### THE PROBLEM
Please rewrite the passage about Carr and the Saints from "The Saints have been" to "for a chip.", replacing "playoff spot" with "postseason berth".

The Saints have been seeking some stability at the quarterback position since Drew Brees retired following the 2020 season. Neither Jameis Winston nor Andy Dalton did enough in 2022 to dissuade the front office from pursuing an upgrade, and Carr is optimistic that he can help the Saints compete for a playoff spot in 2023.
“There’s a lot of work and we have a tough division that we are going to have to compete against and we’re excited about the challenge,” he said.
Derek is an all-time raider. Was he the best, no. But he showed up day in and day out with all the garbage that went on around him. If they ever had a competent defense and a stable franchise around him, I really think he could have competed for a chip.
All that being said, the new regime deserves a guy who will follow their lead, and Derek deserves the right to play deep into December and January. I hope it works out for both of them. I also hope the guy can get the same head coach and play caller for more than a year or two.
Carr might not have been the best, but he was closer to that side of the spectrum than he was the other side. If we’re being unbiased and picking where to put blame on the Raiders’ lack of long lasting success during his tenure, I don’t think that we can put it on him.
The Adams signing, only to send Carr out the door immediately after, is a microcosm of how the Raiders inexplicably jumped from one position to the other during his career. You can only begin expecting greatness out of a good player when you as an organization offers stability in addition to sustained support. The Raiders not only changed coaches (we should note that Carr’s most successful season saw his coach canned immediately thereafter) innumerously, they also moved cities and fundamentally changed their offense repeatedly. Carr might have learned more offenses with the Raiders alone than the Saints have fielded in twenty years.
This isn’t to say that Carr was perfect, but he put his heart into his product and came back every year to lead the team no matter what the Raiders decided. And, for the most part, he did a good job in comparison to players around the league. I don’t think that people realize how rare that is on a player.

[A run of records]
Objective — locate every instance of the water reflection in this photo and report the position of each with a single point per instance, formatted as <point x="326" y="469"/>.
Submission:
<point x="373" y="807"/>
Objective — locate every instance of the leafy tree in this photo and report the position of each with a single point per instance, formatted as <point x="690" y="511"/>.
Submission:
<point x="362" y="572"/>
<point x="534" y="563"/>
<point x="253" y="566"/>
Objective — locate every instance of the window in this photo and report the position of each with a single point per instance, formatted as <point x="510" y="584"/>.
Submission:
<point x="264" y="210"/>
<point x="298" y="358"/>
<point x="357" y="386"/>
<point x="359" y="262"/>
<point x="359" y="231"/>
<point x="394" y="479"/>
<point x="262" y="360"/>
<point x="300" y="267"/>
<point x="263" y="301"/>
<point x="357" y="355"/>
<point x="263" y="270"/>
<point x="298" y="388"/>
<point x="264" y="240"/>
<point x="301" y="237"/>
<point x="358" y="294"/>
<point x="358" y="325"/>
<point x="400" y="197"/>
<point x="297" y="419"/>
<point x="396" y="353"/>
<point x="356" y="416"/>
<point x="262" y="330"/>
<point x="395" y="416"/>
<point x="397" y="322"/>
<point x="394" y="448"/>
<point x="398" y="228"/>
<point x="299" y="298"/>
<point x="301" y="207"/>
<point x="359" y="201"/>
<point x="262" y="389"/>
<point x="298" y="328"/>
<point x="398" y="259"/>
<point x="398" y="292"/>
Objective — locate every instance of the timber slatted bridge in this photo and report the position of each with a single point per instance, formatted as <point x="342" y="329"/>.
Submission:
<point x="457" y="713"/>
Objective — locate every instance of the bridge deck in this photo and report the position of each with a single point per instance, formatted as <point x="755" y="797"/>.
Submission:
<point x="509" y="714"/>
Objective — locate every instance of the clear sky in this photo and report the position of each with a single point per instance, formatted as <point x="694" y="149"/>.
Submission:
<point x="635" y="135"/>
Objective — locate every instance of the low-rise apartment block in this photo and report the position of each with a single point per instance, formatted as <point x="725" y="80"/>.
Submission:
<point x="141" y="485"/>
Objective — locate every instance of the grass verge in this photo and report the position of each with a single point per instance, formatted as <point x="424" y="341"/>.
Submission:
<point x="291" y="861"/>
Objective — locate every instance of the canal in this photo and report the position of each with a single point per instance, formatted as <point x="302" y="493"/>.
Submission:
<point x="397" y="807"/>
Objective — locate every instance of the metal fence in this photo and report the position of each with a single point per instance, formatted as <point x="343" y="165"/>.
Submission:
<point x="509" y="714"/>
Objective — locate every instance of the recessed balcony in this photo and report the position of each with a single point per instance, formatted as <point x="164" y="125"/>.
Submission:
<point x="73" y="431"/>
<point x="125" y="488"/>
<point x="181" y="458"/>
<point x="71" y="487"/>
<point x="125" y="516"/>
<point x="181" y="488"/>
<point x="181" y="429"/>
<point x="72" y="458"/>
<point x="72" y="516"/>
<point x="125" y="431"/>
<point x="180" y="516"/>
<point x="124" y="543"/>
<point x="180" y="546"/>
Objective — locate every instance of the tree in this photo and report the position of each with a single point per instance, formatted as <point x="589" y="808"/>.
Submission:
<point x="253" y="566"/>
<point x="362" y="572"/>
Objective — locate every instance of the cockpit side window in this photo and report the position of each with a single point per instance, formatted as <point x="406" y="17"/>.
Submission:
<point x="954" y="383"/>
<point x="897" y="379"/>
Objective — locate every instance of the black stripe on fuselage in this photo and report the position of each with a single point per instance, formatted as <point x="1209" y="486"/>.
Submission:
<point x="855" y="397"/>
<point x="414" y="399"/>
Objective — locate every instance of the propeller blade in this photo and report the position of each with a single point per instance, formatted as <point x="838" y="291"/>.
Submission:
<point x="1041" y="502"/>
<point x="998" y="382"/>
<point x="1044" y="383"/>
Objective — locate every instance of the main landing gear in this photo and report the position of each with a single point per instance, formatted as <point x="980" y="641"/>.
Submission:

### EXERCISE RESPONSE
The Saints have been seeking some stability at the quarterback position since Drew Brees retired following the 2020 season. Neither Jameis Winston nor Andy Dalton did enough in 2022 to dissuade the front office from pursuing an upgrade, and Carr is optimistic that he can help the Saints compete for a postseason berth in 2023.
“There’s a lot of work and we have a tough division that we are going to have to compete against and we’re excited about the challenge,” he said.
Derek is an all-time raider. Was he the best, no. But he showed up day in and day out with all the garbage that went on around him. If they ever had a competent defense and a stable franchise around him, I really think he could have competed for a chip.